This exercise asks for an exact transcription of every entry.

___ Provided data

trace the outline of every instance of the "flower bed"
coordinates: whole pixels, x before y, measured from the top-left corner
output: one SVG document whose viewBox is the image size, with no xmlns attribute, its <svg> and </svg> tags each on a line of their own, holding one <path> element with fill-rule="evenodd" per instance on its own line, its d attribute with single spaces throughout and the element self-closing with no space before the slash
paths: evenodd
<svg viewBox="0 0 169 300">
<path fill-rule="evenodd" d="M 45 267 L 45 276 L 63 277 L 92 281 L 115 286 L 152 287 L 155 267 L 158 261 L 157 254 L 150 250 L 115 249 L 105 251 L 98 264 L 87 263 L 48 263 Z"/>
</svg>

______

_Solved exercise_.
trace the outline of every instance of the "flower bed"
coordinates: whole pixels, x before y, measured from the top-left corner
output: one SVG document whose viewBox is the image size, with no xmlns attribute, its <svg> and </svg> tags each on a line of their own, holding one <path> element with fill-rule="evenodd" per instance on its own line, its d attribute with single spaces throughout and the element self-closing with no space before the slash
paths: evenodd
<svg viewBox="0 0 169 300">
<path fill-rule="evenodd" d="M 45 267 L 45 276 L 63 277 L 92 281 L 115 286 L 152 287 L 155 267 L 158 261 L 157 254 L 150 250 L 115 249 L 105 251 L 98 264 L 87 263 L 48 263 Z"/>
</svg>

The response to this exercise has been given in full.